## EXCERPTED TEXT
Posted on 04/03/2002 9:52:50 AM PST by r9etb

Last week, Walter Williams published a column called The Real Lincoln, in which he mostly quoted editorialists to support his claim that "virtually every political leader of the time and earlier believed that states had a right of secession."

If that were really true, of course, the Civil War would never have been fought. "Virtually every" political leader in Washington would have let the secessionist states go their own ways. But of course they didn't do that. Instead, they prosecuted a long, bloody war to prevent it. So that part of Williams' case simply fails.

The question remains as to the legality of secession: does the Constitution grant power to the Federal Government to prevent it? Oddly, Williams does not refer to the Constitution itself, to see whether it has something to say about the matter. Rather, Williams (quoting author Thomas DiLorenzo) only provides several quotations about the Constitution, and peoples' opinions about secession.

One can see why: the Constitution itself does not support his case.

Article 1, Section 8 gives Congress the power To provide for calling forth the Militia to execute the Laws of the Union, suppress Insurrections and repel Invasions.

Thus, the Constitution recognizes the possibility of rebellion (armed secession would seem to qualify), and gives Congress the power to suppress it.

## DATASET EXTRACT
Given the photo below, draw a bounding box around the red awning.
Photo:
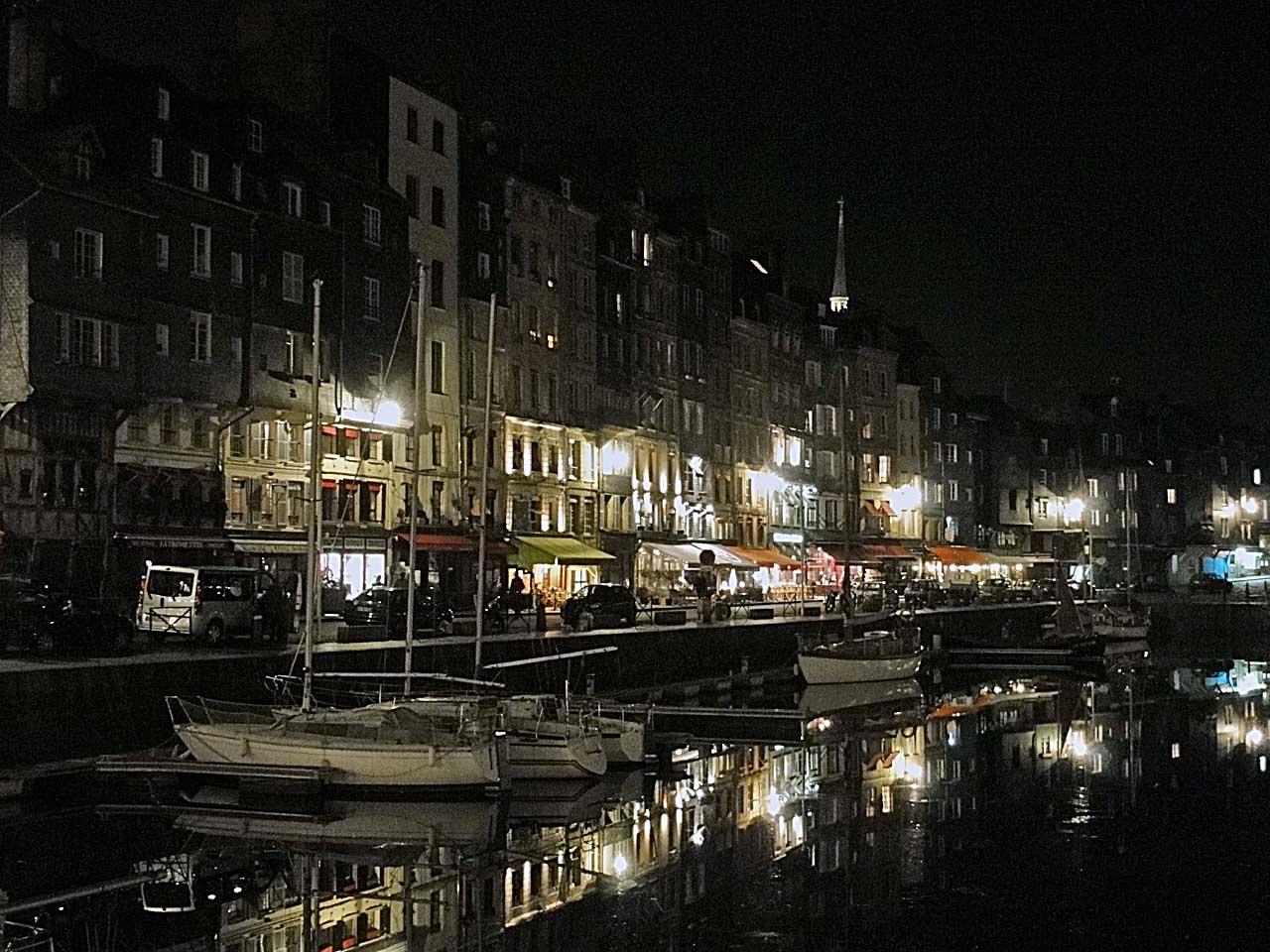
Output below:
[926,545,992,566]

* * *

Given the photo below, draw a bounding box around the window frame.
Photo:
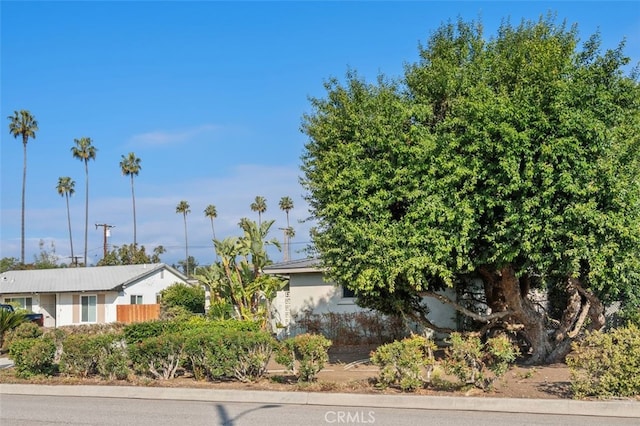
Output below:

## TASKS TO PERFORM
a – In the listing, swap "awning" for "canopy" in the lines from the one with "Given the photo below, draw a bounding box around the red" up to and including the one with "[926,545,992,566]". Change nothing else, and leave the pictures out.
b – Carry the column on secession and the Constitution forward from where it stops.

## ANSWERS BELOW
a –
Given the photo below, draw a bounding box around the red canopy.
Photo:
Output below:
[926,545,992,566]

b –
The next question is: does secession represent a rebellion or insurrection? Webster's defines insurrection as "an act or instance of revolting against civil authority or an established government." So if secession is a revolt against the defined powers and authority of the Federal Government, as defined in the Constitution, then the Federal Government is granted the power to prevent it.

The rights and restrictions on the States are defined in Section 10:

No State shall enter into any Treaty, Alliance, or Confederation; grant Letters of Marque and Reprisal; coin Money; emit Bills of Credit; make any Thing but gold and silver Coin a Tender in Payment of Debts; pass any Bill of Attainder, ex post facto Law, or Law impairing the Obligation of Contracts, or grant any Title of Nobility.

No State shall, without the Consent of the Congress, lay any Imposts or Duties on Imports or Exports, except what may be absolutely necessary for executing it's inspection Laws: and the net Produce of all Duties and Imposts, laid by any State on Imports or Exports, shall be for the Use of the Treasury of the United States; and all such Laws shall be subject to the Revision and Control of the Congress.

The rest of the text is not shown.